## Source extract
____

CASA model validation
For this latest CASA model application, a comparison of observed NPP (n = 1927) from field based measurements to predicted annual values from the CASA model was made to provide validation of terrestrial NPP predictions across all ecosystem types. Observed NPP values were compiled for the Ecosystem Model-Data Intercomparison (EMDI) activity by the Global Primary Productivity Data Initiative (GPPDI) working groups of the International Geosphere Biosphere Program Data and Information System (IGBP-DIS; Olson et al., 1997). Monthly MODIS EVI inputs resulted in a highly significant correlation (R
2 = 0.90) and a close 1:1 match of observed to CASA predicted NPP values, with the year 2001 selected as an example (Fig. 1).
In this comparison to observed NPP, the CASA model was also tested for sensitivity to the vegetation index monthly time series as well by driving the NPP algorithm separately with either MODIS-EVI or MODIS-FPAR monthly inputs, holding climate inputs constant. A lower level of saturation in the low-to-medium range of plant production estimated from CASA modeling with EVI inputs compared to FPAR inputs was discovered by comparison of the two scatter plots over the range of annual NPP from 100 to 300 g C m−2 yr−1 (Fig. 1). Not only did EVI result in less overall scatter in the predicted versus observed plot (i.e., R
2 = 0.81 using MODIS FPAR inputs), the match to observed NPP in the high global range (of greater than 1000 g C m−2 yr−1 ) was markedly more consistent with EVI compared to MODIS FPAR inputs.

____

## Problem
Reproduce the passage on CASA model validation word for word, in full.

## Data excerpt
____

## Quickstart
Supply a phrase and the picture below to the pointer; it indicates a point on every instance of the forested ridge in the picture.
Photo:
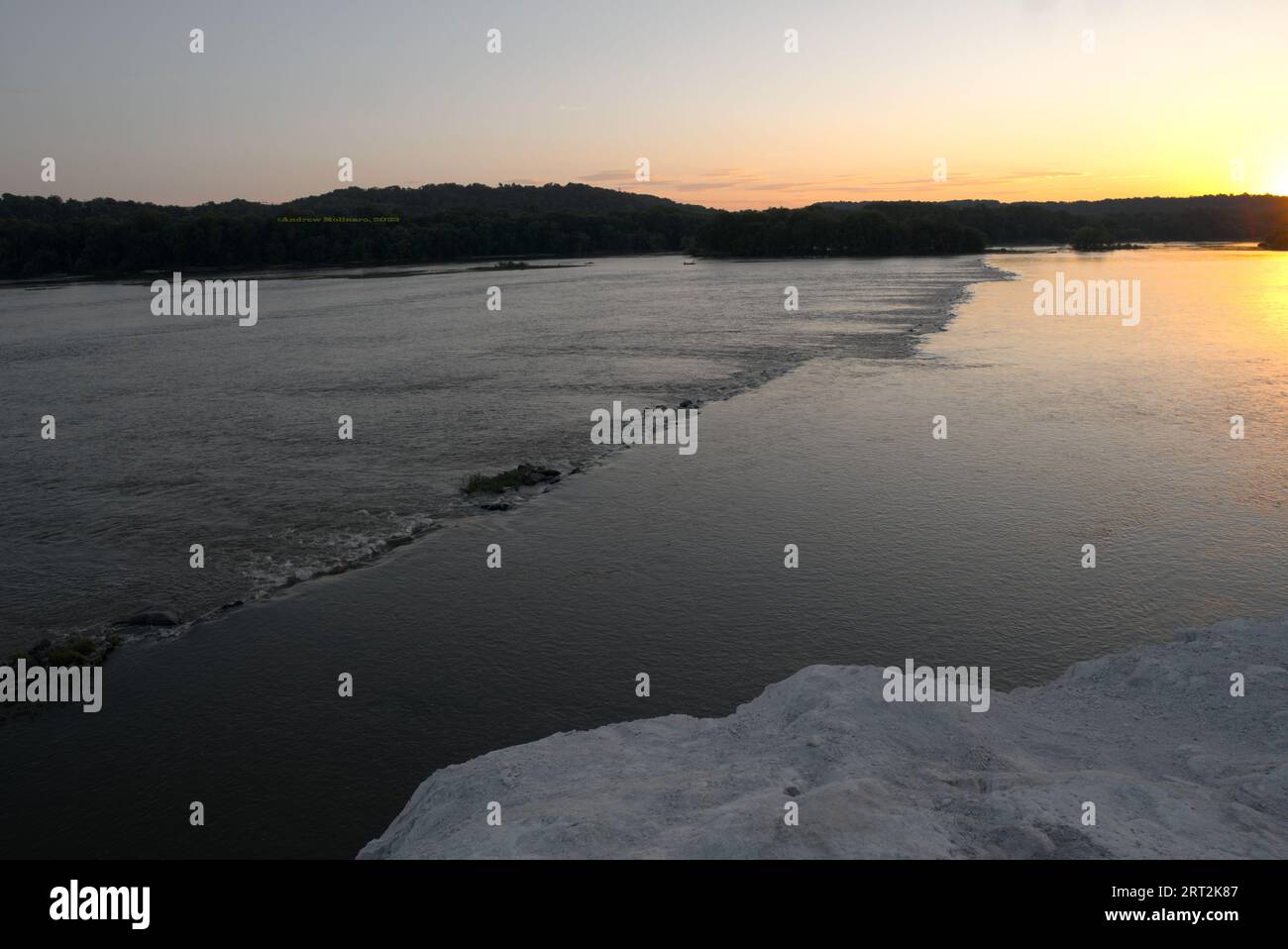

____

## Written reply
CASA model validation
For this latest CASA model application, a comparison of observed NPP (n = 1927) from field based measurements to predicted annual values from the CASA model was made to provide validation of terrestrial NPP predictions across all ecosystem types. Observed NPP values were compiled for the Ecosystem Model-Data Intercomparison (EMDI) activity by the Global Primary Productivity Data Initiative (GPPDI) working groups of the International Geosphere Biosphere Program Data and Information System (IGBP-DIS; Olson et al., 1997). Monthly MODIS EVI inputs resulted in a highly significant correlation (R
2 = 0.90) and a close 1:1 match of observed to CASA predicted NPP values, with the year 2001 selected as an example (Fig. 1).
In this comparison to observed NPP, the CASA model was also tested for sensitivity to the vegetation index monthly time series as well by driving the NPP algorithm separately with either MODIS-EVI or MODIS-FPAR monthly inputs, holding climate inputs constant. A lower level of saturation in the low-to-medium range of plant production estimated from CASA modeling with EVI inputs compared to FPAR inputs was discovered by comparison of the two scatter plots over the range of annual NPP from 100 to 300 g C m−2 yr−1 (Fig. 1). Not only did EVI result in less overall scatter in the predicted versus observed plot (i.e., R
2 = 0.81 using MODIS FPAR inputs), the match to observed NPP in the high global range (of greater than 1000 g C m−2 yr−1 ) was markedly more consistent with EVI compared to MODIS FPAR inputs.